→ ATTIVITÀ: Riprendi il brano sulla frontiera alpina dell'Alta Valle di Susa e proseguilo a partire dalla sua ultima frase.

→ BRANO DI LETTURA:
|---|

Dalla frontiera alpina del Nord-ovest (valle di Susa) | Medici per i Diritti Umani

Dalla frontiera alpina del Nord-ovest (valle di Susa)

Potrebbe essere un'immagine raffigurante una o più persone, persone in piedi e attività all'aperto
La situazione alla frontiera nord-ovest in Alta Valle di Susa, dove da mesi MEDU sta monitorando le condizioni di vita e il rispetto dei diritti umani di uomini, donne e bambini provenienti principalmente dalla rotta balcanica e in transito verso la Francia, è prossima a un collasso programmato che si scarica soprattutto sui più vulnerabili.
Le principali criticità:
-Sul versante italiano il sistema di accoglienza si è in pochi mesi ridotto radicalmente. La casa occupata Chez Jesuoulx è stata sgomberata il 23 di marzo con procedimenti giudiziari a carico degli attivisti. Il rifugio Fraternità Massi ha dovuto sobbarcarsi in toto l’accoglienza con costante sovraffollamento, rischi sanitari e ritmi di lavoro per gli operatori anche di 24 ore. Il finanziamento del progetto di accoglienza, pur approvato, non è mai arrivato. Il risultato è stato che dopo qualche giorno a marzo di apertura 24 ore per tutti, poi l’accoglienza diurna è stata limitata ai più vulnerabili ed infine cancellata. Gli spazi per le famiglie, affittati ai salesiani, troppo onerosi, sono stati definitivamente restituiti. Donne, uomini, bambini, sono costretti a rimanere per strada durante le ore diurne, senza alcun tipo di assistenza e accesso ai servizi essenziali.
Per converso, in questi mesi è sorto uno spazio aperto a Claviere che ha svolto il ruolo di presidio solidale in frontiera con cucine ed attenzione medica anche grazie al contributo di No Nation Truck. Il 30 di luglio tale presidio ha cercato di radicarsi con l’occupazione della ex dogana, sgomberata dopo 5 giorni, aprendo la strada a nuovi procedimenti giudiziari.
Dall’altra parte della frontiera, in Francia, le Refuge solidaire ha chiuso i battenti, sfrattato dalle istituzioni, oberato da presenze ormai ingestibili, anche per l’impossibilità di garantire le necessarie misure anti-Covid.
Le persone in transito sono strette in una morsa da entrambi i lati della frontiera.

|---|

→ DATI FORNITI:
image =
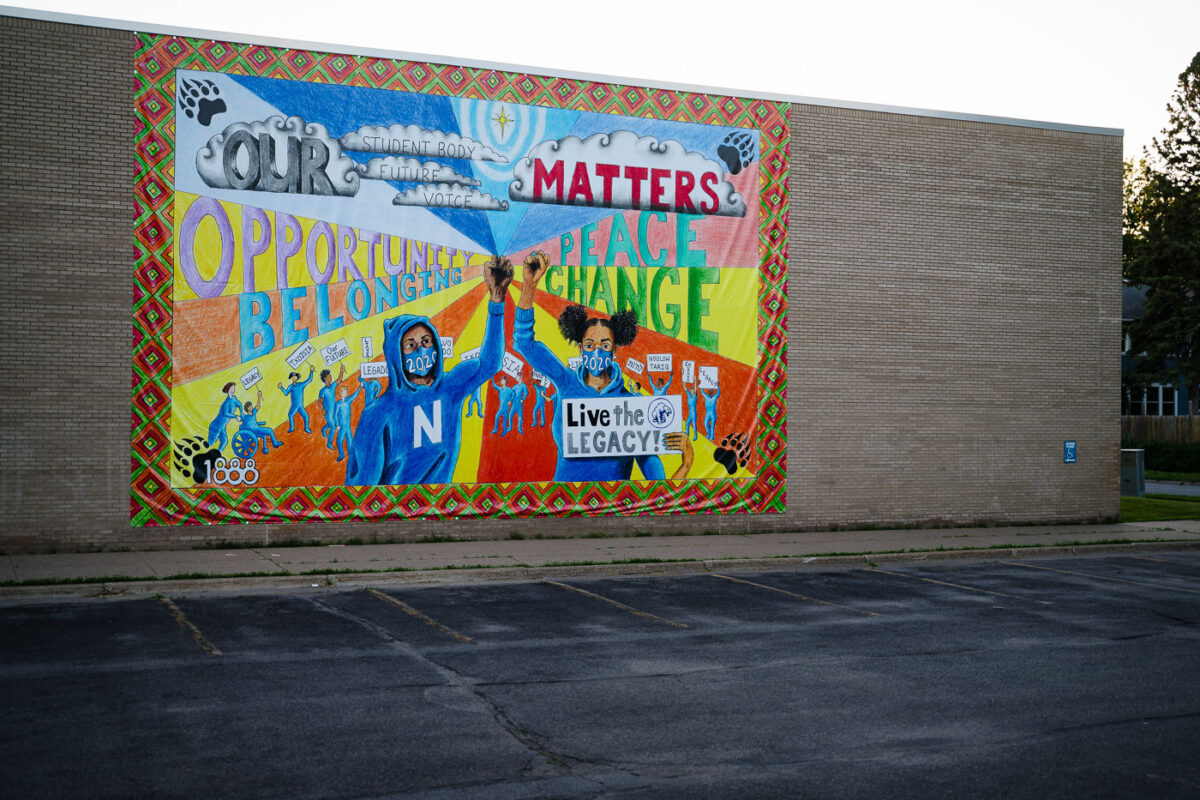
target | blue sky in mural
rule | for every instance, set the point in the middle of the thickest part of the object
(343, 109)
(544, 222)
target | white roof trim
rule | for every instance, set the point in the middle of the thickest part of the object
(119, 24)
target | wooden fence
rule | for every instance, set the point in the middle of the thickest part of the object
(1161, 428)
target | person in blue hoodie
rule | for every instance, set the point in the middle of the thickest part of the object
(516, 408)
(711, 410)
(229, 410)
(598, 376)
(328, 396)
(504, 408)
(412, 433)
(541, 394)
(693, 425)
(295, 394)
(343, 432)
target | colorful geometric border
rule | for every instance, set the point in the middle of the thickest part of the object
(155, 503)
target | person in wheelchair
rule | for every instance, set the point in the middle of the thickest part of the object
(250, 423)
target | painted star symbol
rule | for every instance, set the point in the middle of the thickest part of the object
(502, 119)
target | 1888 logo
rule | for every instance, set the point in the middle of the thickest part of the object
(234, 471)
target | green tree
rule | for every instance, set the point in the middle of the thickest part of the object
(1162, 242)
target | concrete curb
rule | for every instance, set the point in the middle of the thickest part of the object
(333, 581)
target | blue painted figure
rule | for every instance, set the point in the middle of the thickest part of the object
(328, 395)
(412, 433)
(711, 410)
(598, 376)
(229, 410)
(250, 422)
(504, 408)
(343, 432)
(475, 402)
(294, 391)
(541, 394)
(693, 425)
(516, 408)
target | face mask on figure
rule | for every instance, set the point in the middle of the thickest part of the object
(418, 353)
(598, 337)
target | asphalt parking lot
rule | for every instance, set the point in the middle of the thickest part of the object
(1071, 677)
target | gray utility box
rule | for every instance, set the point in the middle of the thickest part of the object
(1133, 473)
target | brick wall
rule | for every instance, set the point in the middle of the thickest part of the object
(954, 316)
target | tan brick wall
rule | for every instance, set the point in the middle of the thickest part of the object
(954, 317)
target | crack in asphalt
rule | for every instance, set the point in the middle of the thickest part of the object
(537, 744)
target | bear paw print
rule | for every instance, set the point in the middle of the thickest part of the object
(737, 151)
(195, 458)
(201, 100)
(733, 452)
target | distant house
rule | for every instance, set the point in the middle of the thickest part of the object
(1157, 400)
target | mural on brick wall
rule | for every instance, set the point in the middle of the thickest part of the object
(371, 288)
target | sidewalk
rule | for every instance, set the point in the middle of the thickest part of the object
(81, 575)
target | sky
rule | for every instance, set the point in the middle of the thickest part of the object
(1101, 62)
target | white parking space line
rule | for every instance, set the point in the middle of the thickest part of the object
(1104, 577)
(187, 625)
(792, 594)
(960, 585)
(412, 612)
(618, 605)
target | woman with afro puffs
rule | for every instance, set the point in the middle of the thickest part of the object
(598, 376)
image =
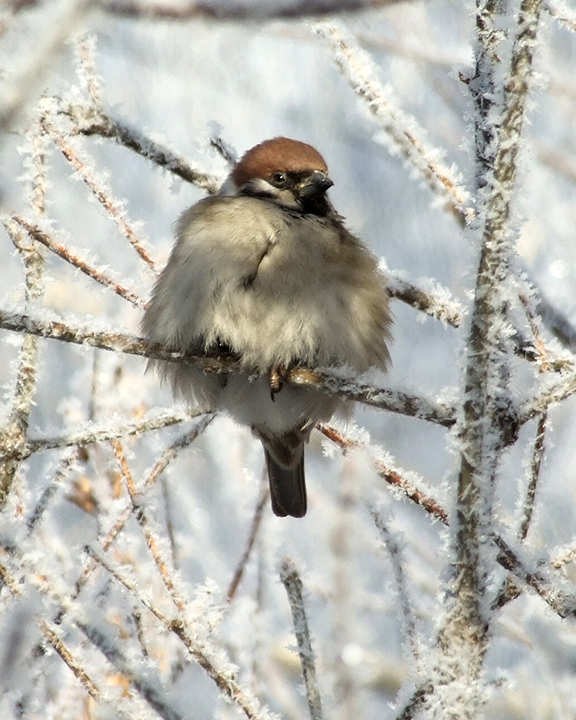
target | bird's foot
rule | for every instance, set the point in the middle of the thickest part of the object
(278, 375)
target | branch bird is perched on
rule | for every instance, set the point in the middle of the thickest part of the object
(267, 270)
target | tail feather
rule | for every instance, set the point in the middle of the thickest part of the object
(287, 487)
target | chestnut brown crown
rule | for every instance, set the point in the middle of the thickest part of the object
(279, 154)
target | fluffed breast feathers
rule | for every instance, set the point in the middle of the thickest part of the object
(277, 287)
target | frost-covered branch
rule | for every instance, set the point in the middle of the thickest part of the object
(102, 194)
(435, 301)
(253, 534)
(394, 550)
(59, 248)
(463, 637)
(324, 381)
(101, 432)
(293, 584)
(87, 122)
(213, 661)
(150, 535)
(402, 133)
(13, 435)
(263, 10)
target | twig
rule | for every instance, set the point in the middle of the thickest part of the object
(60, 249)
(13, 436)
(322, 381)
(97, 432)
(169, 454)
(403, 133)
(149, 535)
(254, 529)
(392, 477)
(437, 305)
(564, 15)
(41, 55)
(538, 450)
(113, 129)
(65, 465)
(236, 10)
(102, 195)
(561, 601)
(293, 584)
(200, 650)
(51, 635)
(464, 635)
(400, 576)
(414, 705)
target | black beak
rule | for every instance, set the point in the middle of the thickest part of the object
(314, 185)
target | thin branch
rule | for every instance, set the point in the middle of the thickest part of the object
(167, 456)
(53, 638)
(207, 657)
(102, 194)
(563, 602)
(403, 133)
(437, 304)
(293, 584)
(392, 477)
(13, 437)
(236, 10)
(150, 535)
(98, 432)
(254, 529)
(401, 585)
(416, 702)
(464, 634)
(323, 381)
(24, 82)
(59, 248)
(103, 125)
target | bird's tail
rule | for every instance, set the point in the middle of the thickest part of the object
(287, 485)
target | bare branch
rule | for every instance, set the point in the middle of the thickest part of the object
(293, 584)
(323, 381)
(59, 248)
(97, 187)
(254, 529)
(403, 132)
(237, 10)
(88, 123)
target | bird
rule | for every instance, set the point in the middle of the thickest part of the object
(267, 271)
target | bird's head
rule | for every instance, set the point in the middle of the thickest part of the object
(287, 172)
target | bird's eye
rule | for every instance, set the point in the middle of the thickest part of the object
(279, 179)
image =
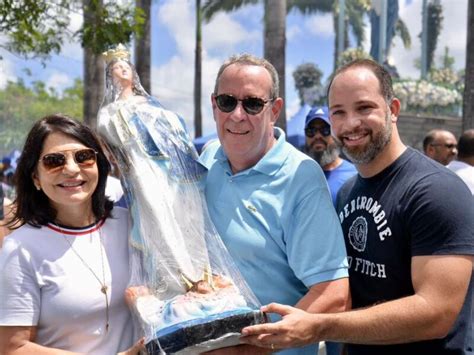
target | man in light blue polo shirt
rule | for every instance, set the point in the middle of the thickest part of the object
(269, 202)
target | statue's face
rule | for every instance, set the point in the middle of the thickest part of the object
(122, 72)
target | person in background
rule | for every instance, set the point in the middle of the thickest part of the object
(320, 146)
(409, 229)
(464, 164)
(440, 145)
(270, 202)
(64, 271)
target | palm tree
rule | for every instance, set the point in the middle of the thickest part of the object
(93, 66)
(142, 46)
(275, 46)
(468, 102)
(198, 73)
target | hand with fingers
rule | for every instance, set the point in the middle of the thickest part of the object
(297, 328)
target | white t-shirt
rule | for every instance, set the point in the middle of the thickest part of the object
(465, 172)
(44, 283)
(113, 189)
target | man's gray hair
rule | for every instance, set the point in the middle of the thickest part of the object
(249, 59)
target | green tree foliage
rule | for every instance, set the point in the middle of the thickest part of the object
(435, 24)
(306, 76)
(21, 106)
(38, 28)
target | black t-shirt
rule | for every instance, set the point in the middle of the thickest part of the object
(414, 207)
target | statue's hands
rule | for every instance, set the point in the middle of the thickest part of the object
(133, 292)
(135, 349)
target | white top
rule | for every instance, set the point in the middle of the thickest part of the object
(113, 189)
(44, 283)
(465, 172)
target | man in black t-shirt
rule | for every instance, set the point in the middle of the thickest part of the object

|---|

→ RISULTATO DELL'ESERCIZIO:
Il clima di criminalizzazione della solidarietà è accompagnato anche da cambiamenti nelle pratiche di controllo da parte delle forze dell’ordine. Dal 20 di luglio al 10 di agosto la polizia è intervenuta un giorno ogni due alle partenze degli autobus a Oulx per identificare, trasferire alla caserma di Bardonecchia per schedatura eurodac e per dissuadere con minacce coloro che erano in partenza. Tre volte è entrata al rifugio Fraternità Massi per portare famiglie a Bardonecchia per identificazione e consegna di fogli di espulsione o per obbligo a presentarsi in questura sotto minaccia di possibile arresto. Non siamo di fronte a prassi irregolari, ma certamente a un cambiamento di atteggiamento che sembrerebbe invalidare quelle prassi concordate a livello inter-istituzionale per cui il rifugio era un luogo neutro, libero da ordinari controlli .
Di fronte a questo quadro di assenza programmata delle istituzioni, di repressione verso le pratiche di solidarietà, di contrasto agli ingressi e transiti, i flussi crescono e cresceranno sia dai Balcani sia dalla rotta del Mediterraneo centrale. Il compito di stare affianco alle persone in transito ricade su volontari e società civile, esposti per questo al rischio costante di essere denunciati . Il costo di questo atteggiamento pubblico peraltro inefficace quanto crudele, ricade soprattutto sui più vulnerabili, donne, bambini, offesi, quelli che a parole si dichiara sempre pietisticamente di difendere.